- _Task objective_:
Extract verbatim the lines from the start of the records through the line containing "top-left (277, 253), bottom-right (281, 276)", with both ends included. Omit the pictures from your answer.

[Records from a dataset]
++++++++

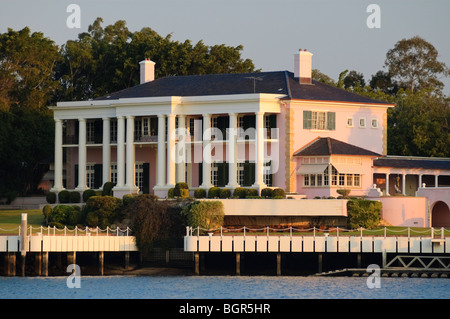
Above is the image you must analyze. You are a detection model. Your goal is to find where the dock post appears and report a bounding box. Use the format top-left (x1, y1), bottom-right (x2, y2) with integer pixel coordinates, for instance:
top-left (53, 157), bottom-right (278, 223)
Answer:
top-left (34, 252), bottom-right (42, 276)
top-left (67, 251), bottom-right (77, 266)
top-left (42, 251), bottom-right (48, 277)
top-left (5, 252), bottom-right (16, 276)
top-left (236, 253), bottom-right (241, 276)
top-left (277, 253), bottom-right (281, 276)
top-left (194, 251), bottom-right (200, 276)
top-left (20, 213), bottom-right (28, 277)
top-left (318, 253), bottom-right (323, 273)
top-left (98, 251), bottom-right (105, 276)
top-left (125, 251), bottom-right (130, 269)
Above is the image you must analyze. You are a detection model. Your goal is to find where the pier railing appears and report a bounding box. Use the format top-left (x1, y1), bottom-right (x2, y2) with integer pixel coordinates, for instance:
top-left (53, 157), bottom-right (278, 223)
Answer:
top-left (0, 226), bottom-right (131, 236)
top-left (184, 227), bottom-right (450, 254)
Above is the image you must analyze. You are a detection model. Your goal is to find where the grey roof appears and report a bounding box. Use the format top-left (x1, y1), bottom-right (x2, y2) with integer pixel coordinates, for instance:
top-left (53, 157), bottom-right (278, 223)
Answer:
top-left (373, 157), bottom-right (450, 171)
top-left (97, 71), bottom-right (390, 104)
top-left (294, 137), bottom-right (380, 157)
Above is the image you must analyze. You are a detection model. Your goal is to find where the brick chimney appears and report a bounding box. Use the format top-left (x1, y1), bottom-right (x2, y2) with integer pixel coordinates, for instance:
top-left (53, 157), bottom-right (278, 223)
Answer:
top-left (139, 59), bottom-right (155, 84)
top-left (294, 49), bottom-right (313, 84)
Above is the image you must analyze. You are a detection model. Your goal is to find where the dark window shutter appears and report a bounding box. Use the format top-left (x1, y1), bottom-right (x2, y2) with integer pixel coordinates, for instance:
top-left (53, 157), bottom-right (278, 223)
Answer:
top-left (217, 163), bottom-right (228, 187)
top-left (327, 112), bottom-right (336, 131)
top-left (142, 163), bottom-right (150, 194)
top-left (94, 164), bottom-right (103, 189)
top-left (303, 111), bottom-right (312, 129)
top-left (73, 164), bottom-right (78, 188)
top-left (243, 162), bottom-right (255, 186)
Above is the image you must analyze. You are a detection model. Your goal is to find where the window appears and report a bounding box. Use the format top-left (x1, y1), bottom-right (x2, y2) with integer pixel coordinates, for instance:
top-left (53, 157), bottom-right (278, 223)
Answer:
top-left (86, 121), bottom-right (95, 144)
top-left (372, 119), bottom-right (378, 128)
top-left (135, 163), bottom-right (144, 191)
top-left (359, 117), bottom-right (366, 128)
top-left (263, 161), bottom-right (272, 186)
top-left (86, 164), bottom-right (95, 189)
top-left (303, 166), bottom-right (361, 187)
top-left (110, 119), bottom-right (117, 143)
top-left (211, 163), bottom-right (219, 186)
top-left (237, 163), bottom-right (244, 185)
top-left (303, 111), bottom-right (336, 130)
top-left (111, 163), bottom-right (117, 184)
top-left (347, 117), bottom-right (353, 127)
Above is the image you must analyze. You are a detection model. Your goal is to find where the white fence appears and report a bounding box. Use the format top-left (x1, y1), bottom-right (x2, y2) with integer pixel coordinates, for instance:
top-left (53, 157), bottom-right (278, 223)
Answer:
top-left (0, 227), bottom-right (138, 252)
top-left (184, 228), bottom-right (450, 254)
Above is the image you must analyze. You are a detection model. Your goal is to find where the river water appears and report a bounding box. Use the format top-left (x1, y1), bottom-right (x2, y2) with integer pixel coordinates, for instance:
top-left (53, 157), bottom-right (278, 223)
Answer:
top-left (0, 276), bottom-right (450, 300)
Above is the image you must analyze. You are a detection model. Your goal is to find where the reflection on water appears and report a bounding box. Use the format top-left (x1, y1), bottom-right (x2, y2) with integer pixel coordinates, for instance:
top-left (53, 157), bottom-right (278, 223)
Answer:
top-left (0, 276), bottom-right (450, 299)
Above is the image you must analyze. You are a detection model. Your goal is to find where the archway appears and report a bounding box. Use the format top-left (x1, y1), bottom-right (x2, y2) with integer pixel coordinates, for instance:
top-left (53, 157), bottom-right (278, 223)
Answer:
top-left (431, 201), bottom-right (450, 227)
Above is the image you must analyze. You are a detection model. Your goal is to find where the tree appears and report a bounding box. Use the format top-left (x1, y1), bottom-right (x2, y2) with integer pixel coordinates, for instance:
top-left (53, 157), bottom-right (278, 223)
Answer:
top-left (343, 70), bottom-right (366, 89)
top-left (0, 27), bottom-right (60, 112)
top-left (388, 89), bottom-right (450, 157)
top-left (385, 36), bottom-right (449, 92)
top-left (57, 18), bottom-right (255, 103)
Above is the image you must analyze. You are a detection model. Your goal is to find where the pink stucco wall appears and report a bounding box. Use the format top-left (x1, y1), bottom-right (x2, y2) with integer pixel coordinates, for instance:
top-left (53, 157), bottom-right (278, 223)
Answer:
top-left (368, 196), bottom-right (429, 227)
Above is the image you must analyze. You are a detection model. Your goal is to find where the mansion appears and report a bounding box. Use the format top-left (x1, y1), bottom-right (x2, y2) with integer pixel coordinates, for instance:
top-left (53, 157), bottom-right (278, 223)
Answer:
top-left (51, 50), bottom-right (450, 226)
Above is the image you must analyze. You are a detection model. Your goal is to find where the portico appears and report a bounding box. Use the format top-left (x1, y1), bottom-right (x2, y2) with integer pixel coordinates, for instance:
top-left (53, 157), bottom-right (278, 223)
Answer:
top-left (52, 94), bottom-right (280, 197)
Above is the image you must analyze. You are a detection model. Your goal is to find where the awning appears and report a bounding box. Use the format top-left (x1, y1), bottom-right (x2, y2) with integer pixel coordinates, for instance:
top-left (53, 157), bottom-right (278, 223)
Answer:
top-left (297, 164), bottom-right (328, 174)
top-left (331, 163), bottom-right (362, 174)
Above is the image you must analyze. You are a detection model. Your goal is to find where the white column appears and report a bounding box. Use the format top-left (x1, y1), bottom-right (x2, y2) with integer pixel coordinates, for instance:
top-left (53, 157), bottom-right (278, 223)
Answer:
top-left (200, 114), bottom-right (212, 189)
top-left (52, 119), bottom-right (64, 192)
top-left (166, 114), bottom-right (176, 188)
top-left (225, 113), bottom-right (239, 188)
top-left (252, 112), bottom-right (267, 190)
top-left (102, 117), bottom-right (111, 185)
top-left (76, 119), bottom-right (87, 191)
top-left (116, 116), bottom-right (125, 188)
top-left (175, 115), bottom-right (186, 183)
top-left (386, 173), bottom-right (391, 196)
top-left (155, 114), bottom-right (166, 188)
top-left (402, 174), bottom-right (406, 195)
top-left (125, 116), bottom-right (136, 189)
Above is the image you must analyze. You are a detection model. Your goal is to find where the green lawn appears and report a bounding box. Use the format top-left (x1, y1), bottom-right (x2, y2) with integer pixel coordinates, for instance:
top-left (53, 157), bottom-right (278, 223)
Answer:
top-left (0, 209), bottom-right (44, 234)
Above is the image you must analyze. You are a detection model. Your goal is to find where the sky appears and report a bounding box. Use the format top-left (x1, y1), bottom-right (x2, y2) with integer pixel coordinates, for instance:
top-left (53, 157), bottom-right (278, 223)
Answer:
top-left (0, 0), bottom-right (450, 95)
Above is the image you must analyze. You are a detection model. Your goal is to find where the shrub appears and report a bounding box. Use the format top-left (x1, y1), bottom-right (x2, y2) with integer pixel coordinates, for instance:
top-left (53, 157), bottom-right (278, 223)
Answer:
top-left (336, 189), bottom-right (350, 198)
top-left (102, 182), bottom-right (114, 196)
top-left (233, 187), bottom-right (247, 198)
top-left (219, 188), bottom-right (231, 198)
top-left (208, 186), bottom-right (220, 198)
top-left (173, 182), bottom-right (189, 198)
top-left (347, 199), bottom-right (382, 229)
top-left (122, 194), bottom-right (138, 207)
top-left (194, 188), bottom-right (206, 198)
top-left (45, 192), bottom-right (56, 204)
top-left (261, 188), bottom-right (273, 198)
top-left (49, 205), bottom-right (74, 225)
top-left (245, 188), bottom-right (259, 198)
top-left (65, 206), bottom-right (81, 226)
top-left (182, 201), bottom-right (224, 231)
top-left (42, 205), bottom-right (53, 225)
top-left (69, 191), bottom-right (81, 203)
top-left (84, 196), bottom-right (123, 228)
top-left (83, 189), bottom-right (96, 203)
top-left (58, 190), bottom-right (70, 204)
top-left (124, 195), bottom-right (187, 254)
top-left (272, 188), bottom-right (286, 198)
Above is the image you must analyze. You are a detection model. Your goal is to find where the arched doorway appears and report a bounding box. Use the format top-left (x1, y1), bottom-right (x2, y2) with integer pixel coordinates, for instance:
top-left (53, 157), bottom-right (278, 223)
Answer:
top-left (431, 201), bottom-right (450, 227)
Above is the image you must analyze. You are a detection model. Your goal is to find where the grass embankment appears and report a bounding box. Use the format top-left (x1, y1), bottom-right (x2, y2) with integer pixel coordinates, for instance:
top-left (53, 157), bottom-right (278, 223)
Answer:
top-left (0, 209), bottom-right (44, 235)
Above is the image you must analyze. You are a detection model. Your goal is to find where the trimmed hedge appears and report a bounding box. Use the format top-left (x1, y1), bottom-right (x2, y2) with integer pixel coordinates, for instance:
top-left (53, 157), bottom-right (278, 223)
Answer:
top-left (181, 201), bottom-right (225, 234)
top-left (208, 186), bottom-right (220, 198)
top-left (58, 189), bottom-right (70, 204)
top-left (194, 188), bottom-right (206, 198)
top-left (347, 199), bottom-right (382, 229)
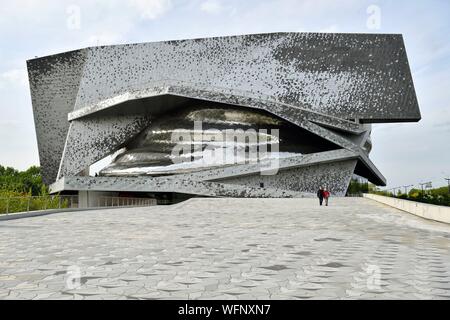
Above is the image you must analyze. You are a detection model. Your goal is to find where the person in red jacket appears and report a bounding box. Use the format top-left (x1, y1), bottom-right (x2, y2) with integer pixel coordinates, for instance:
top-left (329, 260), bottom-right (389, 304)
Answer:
top-left (323, 188), bottom-right (330, 206)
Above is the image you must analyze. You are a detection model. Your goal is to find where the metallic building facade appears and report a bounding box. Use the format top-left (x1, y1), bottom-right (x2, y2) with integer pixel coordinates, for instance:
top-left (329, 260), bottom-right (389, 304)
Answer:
top-left (28, 33), bottom-right (421, 197)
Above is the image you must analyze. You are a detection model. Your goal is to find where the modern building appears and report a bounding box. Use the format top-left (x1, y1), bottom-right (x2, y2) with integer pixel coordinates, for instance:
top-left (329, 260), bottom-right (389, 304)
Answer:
top-left (28, 33), bottom-right (421, 203)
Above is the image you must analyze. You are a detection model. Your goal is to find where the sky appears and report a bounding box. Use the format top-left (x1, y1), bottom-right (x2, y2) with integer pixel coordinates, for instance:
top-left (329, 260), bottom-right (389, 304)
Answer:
top-left (0, 0), bottom-right (450, 188)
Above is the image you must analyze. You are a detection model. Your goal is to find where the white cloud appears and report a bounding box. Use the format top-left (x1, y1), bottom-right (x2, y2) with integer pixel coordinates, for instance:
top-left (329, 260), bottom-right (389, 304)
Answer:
top-left (0, 68), bottom-right (28, 88)
top-left (319, 24), bottom-right (339, 33)
top-left (200, 0), bottom-right (224, 14)
top-left (130, 0), bottom-right (172, 20)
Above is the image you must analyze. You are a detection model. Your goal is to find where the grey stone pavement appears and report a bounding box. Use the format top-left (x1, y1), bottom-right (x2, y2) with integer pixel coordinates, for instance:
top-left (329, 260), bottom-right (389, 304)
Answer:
top-left (0, 198), bottom-right (450, 299)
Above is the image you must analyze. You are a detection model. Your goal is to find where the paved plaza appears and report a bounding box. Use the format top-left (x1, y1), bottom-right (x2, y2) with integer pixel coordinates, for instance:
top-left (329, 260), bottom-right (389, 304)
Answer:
top-left (0, 198), bottom-right (450, 299)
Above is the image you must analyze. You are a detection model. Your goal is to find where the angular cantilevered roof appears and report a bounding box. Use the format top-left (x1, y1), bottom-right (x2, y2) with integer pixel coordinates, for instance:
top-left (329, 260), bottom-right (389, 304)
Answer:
top-left (28, 33), bottom-right (420, 186)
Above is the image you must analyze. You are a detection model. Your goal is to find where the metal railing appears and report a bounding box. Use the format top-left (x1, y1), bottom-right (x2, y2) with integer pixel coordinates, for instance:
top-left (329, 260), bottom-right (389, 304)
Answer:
top-left (0, 196), bottom-right (78, 214)
top-left (0, 195), bottom-right (157, 214)
top-left (97, 196), bottom-right (157, 207)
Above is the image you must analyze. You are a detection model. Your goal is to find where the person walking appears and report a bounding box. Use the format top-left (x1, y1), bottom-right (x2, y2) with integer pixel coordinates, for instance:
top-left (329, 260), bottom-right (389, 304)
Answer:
top-left (317, 187), bottom-right (323, 205)
top-left (322, 188), bottom-right (330, 206)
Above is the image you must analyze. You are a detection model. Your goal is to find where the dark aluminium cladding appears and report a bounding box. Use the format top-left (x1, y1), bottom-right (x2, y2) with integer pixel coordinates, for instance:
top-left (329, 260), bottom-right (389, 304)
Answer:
top-left (27, 33), bottom-right (420, 198)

++++++++

- _Exercise response_:
Above is the image you must analyze. You are a detection model. Your goal is to find where the dock post appears and report a bounding box. Use the format top-left (x1, y1), bottom-right (x2, y2) with integer pixel coordinates, for instance:
top-left (53, 157), bottom-right (278, 223)
Answer:
top-left (34, 252), bottom-right (42, 276)
top-left (67, 251), bottom-right (77, 266)
top-left (42, 251), bottom-right (48, 277)
top-left (5, 252), bottom-right (16, 276)
top-left (236, 253), bottom-right (241, 276)
top-left (277, 253), bottom-right (281, 276)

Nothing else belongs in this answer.